▸ INPUT FOR THIS TASK:

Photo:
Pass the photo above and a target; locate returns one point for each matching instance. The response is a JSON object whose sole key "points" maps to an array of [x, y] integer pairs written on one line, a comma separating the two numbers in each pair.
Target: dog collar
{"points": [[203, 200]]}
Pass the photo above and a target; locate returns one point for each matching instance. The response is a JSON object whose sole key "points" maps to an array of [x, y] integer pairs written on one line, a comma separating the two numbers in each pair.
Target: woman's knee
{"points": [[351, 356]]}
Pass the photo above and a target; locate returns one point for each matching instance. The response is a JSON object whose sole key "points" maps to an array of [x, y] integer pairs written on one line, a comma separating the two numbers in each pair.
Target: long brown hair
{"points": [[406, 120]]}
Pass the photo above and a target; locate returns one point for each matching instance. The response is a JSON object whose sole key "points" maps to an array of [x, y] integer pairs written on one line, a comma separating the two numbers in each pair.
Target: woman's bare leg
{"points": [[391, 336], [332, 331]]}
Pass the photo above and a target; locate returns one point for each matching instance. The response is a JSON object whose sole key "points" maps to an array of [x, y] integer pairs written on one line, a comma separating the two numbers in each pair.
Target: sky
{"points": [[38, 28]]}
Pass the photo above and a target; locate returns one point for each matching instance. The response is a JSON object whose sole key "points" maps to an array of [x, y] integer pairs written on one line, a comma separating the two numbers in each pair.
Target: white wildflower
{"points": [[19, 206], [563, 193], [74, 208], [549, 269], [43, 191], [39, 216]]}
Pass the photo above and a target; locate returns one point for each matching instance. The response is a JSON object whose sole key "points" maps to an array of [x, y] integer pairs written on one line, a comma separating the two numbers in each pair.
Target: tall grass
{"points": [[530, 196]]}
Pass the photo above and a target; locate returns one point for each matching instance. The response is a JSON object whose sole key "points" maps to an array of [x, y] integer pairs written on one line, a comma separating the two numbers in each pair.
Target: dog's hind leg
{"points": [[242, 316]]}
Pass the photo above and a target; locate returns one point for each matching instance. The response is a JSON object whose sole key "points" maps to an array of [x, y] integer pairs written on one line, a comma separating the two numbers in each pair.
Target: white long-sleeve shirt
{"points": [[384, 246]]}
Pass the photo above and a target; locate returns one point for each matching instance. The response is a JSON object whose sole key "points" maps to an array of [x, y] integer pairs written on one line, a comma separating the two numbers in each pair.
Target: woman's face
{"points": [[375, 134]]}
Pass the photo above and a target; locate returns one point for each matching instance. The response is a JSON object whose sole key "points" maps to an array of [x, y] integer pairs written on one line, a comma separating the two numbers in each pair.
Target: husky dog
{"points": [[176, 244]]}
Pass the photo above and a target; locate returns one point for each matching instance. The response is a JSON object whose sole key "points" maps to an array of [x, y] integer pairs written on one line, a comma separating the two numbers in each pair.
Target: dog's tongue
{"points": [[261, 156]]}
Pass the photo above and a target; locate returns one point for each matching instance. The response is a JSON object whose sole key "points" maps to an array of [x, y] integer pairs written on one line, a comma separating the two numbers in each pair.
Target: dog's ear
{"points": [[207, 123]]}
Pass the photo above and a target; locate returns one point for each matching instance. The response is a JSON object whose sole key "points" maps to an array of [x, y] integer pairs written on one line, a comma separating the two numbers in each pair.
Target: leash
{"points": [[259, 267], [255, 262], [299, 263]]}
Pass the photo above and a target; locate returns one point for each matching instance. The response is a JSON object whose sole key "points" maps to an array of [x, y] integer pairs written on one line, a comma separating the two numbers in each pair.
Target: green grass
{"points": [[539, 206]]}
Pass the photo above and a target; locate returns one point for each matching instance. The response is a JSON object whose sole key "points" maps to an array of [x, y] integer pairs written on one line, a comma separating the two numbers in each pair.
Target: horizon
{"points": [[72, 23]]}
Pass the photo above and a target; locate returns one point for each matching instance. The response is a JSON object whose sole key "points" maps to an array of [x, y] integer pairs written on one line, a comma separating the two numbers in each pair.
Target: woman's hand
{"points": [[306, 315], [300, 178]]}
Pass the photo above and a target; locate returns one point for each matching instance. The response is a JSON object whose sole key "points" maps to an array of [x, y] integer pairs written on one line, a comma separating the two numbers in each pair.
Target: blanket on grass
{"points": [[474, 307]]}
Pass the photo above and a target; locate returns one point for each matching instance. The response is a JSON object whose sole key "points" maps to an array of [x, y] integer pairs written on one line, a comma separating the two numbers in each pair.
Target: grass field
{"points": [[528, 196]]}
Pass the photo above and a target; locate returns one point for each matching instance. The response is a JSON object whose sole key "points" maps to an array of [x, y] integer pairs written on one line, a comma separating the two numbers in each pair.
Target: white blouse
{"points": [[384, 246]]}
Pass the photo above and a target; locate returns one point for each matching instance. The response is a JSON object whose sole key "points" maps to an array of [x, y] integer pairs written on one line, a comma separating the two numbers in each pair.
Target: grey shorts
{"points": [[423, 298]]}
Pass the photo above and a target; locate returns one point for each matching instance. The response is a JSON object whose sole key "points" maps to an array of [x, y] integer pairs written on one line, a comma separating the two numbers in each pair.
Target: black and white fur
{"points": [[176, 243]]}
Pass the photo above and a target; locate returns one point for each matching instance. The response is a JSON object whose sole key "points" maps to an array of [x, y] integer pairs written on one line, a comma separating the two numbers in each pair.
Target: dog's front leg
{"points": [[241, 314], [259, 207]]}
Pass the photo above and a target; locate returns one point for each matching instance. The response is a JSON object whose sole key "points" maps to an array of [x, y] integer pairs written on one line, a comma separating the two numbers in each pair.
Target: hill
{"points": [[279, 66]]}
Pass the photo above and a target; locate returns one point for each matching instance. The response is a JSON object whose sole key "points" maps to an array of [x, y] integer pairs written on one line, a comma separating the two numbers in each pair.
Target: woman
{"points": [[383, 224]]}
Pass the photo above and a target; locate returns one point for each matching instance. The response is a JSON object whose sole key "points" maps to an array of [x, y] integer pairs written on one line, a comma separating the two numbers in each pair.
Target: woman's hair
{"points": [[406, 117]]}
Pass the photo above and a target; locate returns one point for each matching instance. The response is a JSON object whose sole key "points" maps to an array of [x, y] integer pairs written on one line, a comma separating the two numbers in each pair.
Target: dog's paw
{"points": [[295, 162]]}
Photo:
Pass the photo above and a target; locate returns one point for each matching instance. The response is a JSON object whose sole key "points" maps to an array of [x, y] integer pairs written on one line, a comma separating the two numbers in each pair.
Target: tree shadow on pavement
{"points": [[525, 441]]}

▸ WHAT THE TASK ASKS: Could you retype the whole listing above without altering a word?

▸ RESPONSE TO THE TASK:
Photo:
Pass the photo above and a target; locate returns one point for each matching instance. The response is a JSON object whose sole key "points" maps to an array of [x, y] integer pairs written on one line, a comma separating the two numbers in each pair.
Target: dog collar
{"points": [[203, 200]]}
Pass the photo above and a target; locate returns one point for each matching instance. The response is a JSON object whose sole key "points" maps to an array of [x, y] integer pairs written on one line, a comma separating the two numbers in each pair.
Target: woman's knee
{"points": [[351, 356]]}
Pass the photo above and a target; locate returns one point for each matching instance. The response is a JSON object whose sole key "points" maps to an array of [x, y] integer pairs written on one line, a comma separating the two numbers in each pair.
Target: long brown hair
{"points": [[406, 120]]}
Pass the photo above and a target; locate returns one point for each matching instance. The response is a JSON object whose sole key "points" maps to an array of [x, y] integer pairs written on one line, a comma separating the two numbers in each pair.
Target: woman's bare leg
{"points": [[391, 336], [332, 331]]}
Pass the photo above and a target; locate returns one point for each matching instance. The response is a JSON object whose sole key "points" maps to an array of [x, y] integer pairs written on one line, a comma separating the two numbers in each pair.
Target: sky
{"points": [[38, 28]]}
Pass the photo above and a target; locate returns one point for each matching instance. The response is a JSON object whose sole key "points" maps to an array of [x, y] integer pairs written on one line, a comma separating the two numbers in each pair.
Target: white wildflower
{"points": [[19, 206], [563, 193], [74, 208], [549, 269], [43, 191], [39, 216]]}
Pass the photo above and a target; locate returns one point for each matching instance. The response is a JSON object whose sole key "points" maps to an array of [x, y] integer pairs written on one line, a comma separating the two numbers in each pair.
Target: tall grass
{"points": [[530, 196]]}
Pass the photo above and a target; locate returns one point for each matching instance. The response is a JSON object whose sole key "points" maps to an array of [x, y] integer pairs written on one line, a comma separating the two numbers in each pair.
Target: dog's hind leg
{"points": [[242, 316]]}
Pass the photo above and a target; locate returns one point for each matching instance. The response is a JSON object whose sole key "points" maps to an array of [x, y] integer pairs written on one line, a comma separating the two numbers in each pair.
Target: white long-sleeve shirt
{"points": [[384, 246]]}
Pass the photo above and a target; locate returns one point for each matching instance. The response is a JSON object whose sole key "points" maps to an array of [x, y] integer pairs written on one line, a comma separating the two numbers in each pair.
Target: woman's face
{"points": [[375, 134]]}
Pass the photo above and a target; locate returns one point for each matching instance. The response is a JSON object whose sole key "points" maps to an array of [x, y] integer pairs written on one line, a comma separating the two numbers in each pair.
Target: husky dog
{"points": [[176, 244]]}
Pass the photo above and a target; locate returns one point for each matching instance. The response is a JSON object whose sole key "points" maps to an array of [x, y] integer pairs written on one line, a comma separating the two numbers in each pair.
Target: dog's tongue
{"points": [[261, 156]]}
Pass the photo above and a target; locate returns one point for each matching instance. The response is a JSON object whose sole key "points" maps to an array of [x, y] integer pairs written on one line, a comma separating the two numbers in each pair.
Target: dog's ear
{"points": [[207, 123]]}
Pass the photo above and a target; locate returns one point for each matching instance. The response is a JSON object whose sole key "points" maps to an array of [x, y] integer pairs written on one line, a comma separating the two numbers in each pair.
Target: leash
{"points": [[259, 267], [255, 262], [299, 263]]}
Pass the photo above and a target; locate returns one point for each matching instance. The response is a JSON object whose sole key "points" maps to an array of [x, y] integer pairs written on one line, a comma separating the two numbers in each pair.
Target: green grass
{"points": [[539, 206]]}
Pass the photo above and a target; locate returns one point for each matching instance. The response is a JSON object whose sole key "points" maps to an array of [x, y] integer pairs written on one line, a comma separating the two numbers in each pair.
Target: horizon
{"points": [[72, 23]]}
Pass the photo above and a target; locate returns one point for each matching instance. The response is a JSON object whose sole key "points" maps to an array of [x, y] integer pairs written on one line, a comma separating the two numbers in each pair.
Target: woman's hand
{"points": [[306, 315], [300, 178]]}
Pass the photo above and a target; locate returns one point for each matching instance. The response is a JSON object whose sole key "points" maps to an array of [x, y] integer pairs written on one line, a comma separating the two numbers in each pair.
Target: blanket on grass
{"points": [[474, 307]]}
Pass the photo above and a target; locate returns one point for each matching instance. The response is a JSON object whose sole key "points" maps to an array of [x, y] integer pairs written on one line, a comma separating the two numbers in each pair.
Target: grass field
{"points": [[528, 196]]}
Pass the photo above and a target; locate returns one point for each matching instance. The response is a JSON object whose sole key "points" maps to an array of [x, y] integer pairs written on one line, a comma separating the two numbers in each pair.
Target: white blouse
{"points": [[384, 246]]}
Pass the photo above and a target; locate returns one point for each matching instance. The response is a JSON object whose sole key "points" maps to an array of [x, y] integer pairs written on one line, a comma separating the two numbers in each pair.
Target: grey shorts
{"points": [[423, 298]]}
Pass the photo above and a target; locate returns one point for each matching instance. The response is a JSON object whose sole key "points" maps to an array of [x, y] integer pairs written on one line, a comma separating the two numbers in each pair.
Target: black and white fur
{"points": [[176, 243]]}
Pass the photo above and a target; locate returns one point for each matching instance. The response is a JSON object whose sole key "points" maps to an array of [x, y] integer pairs written on one line, a comma separating the two numbers in each pair.
Target: dog's front leg
{"points": [[241, 314], [259, 207]]}
Pass the photo above and a target; locate returns one point for each matching instance. The response is a JSON object whose sole key "points" maps to an array of [x, y] integer pairs written on one line, a comma separating the two numbers in each pair.
Target: hill
{"points": [[279, 66]]}
Pass the photo above and a target; locate returns one point for each matching instance. The response is a JSON object whose sole key "points" maps to an array of [x, y] integer pairs written on one line, a comma separating the two numbers in each pair.
Target: woman
{"points": [[383, 224]]}
Pass the photo above and a target; locate returns one point for each matching instance. The response is a JSON object whose sole key "points" maps to an array of [x, y] integer pairs written on one line, a comma separating the two numbers in each pair.
Target: woman's hair
{"points": [[406, 117]]}
Pass the photo above and a target; locate returns one point for each matching instance. The response is a JSON object whose sole key "points" maps to an array of [x, y] integer pairs written on one line, a comma separating the two numbers in each pair.
Target: dog's paw
{"points": [[295, 162]]}
Photo:
Pass the photo above and a target; locate returns one point for each matching instance. The response is a JSON object whose sole key "points" maps to an array of [x, y] integer pairs written on one line, a comma separating the two numbers in each pair.
Target: tree shadow on pavement
{"points": [[525, 441]]}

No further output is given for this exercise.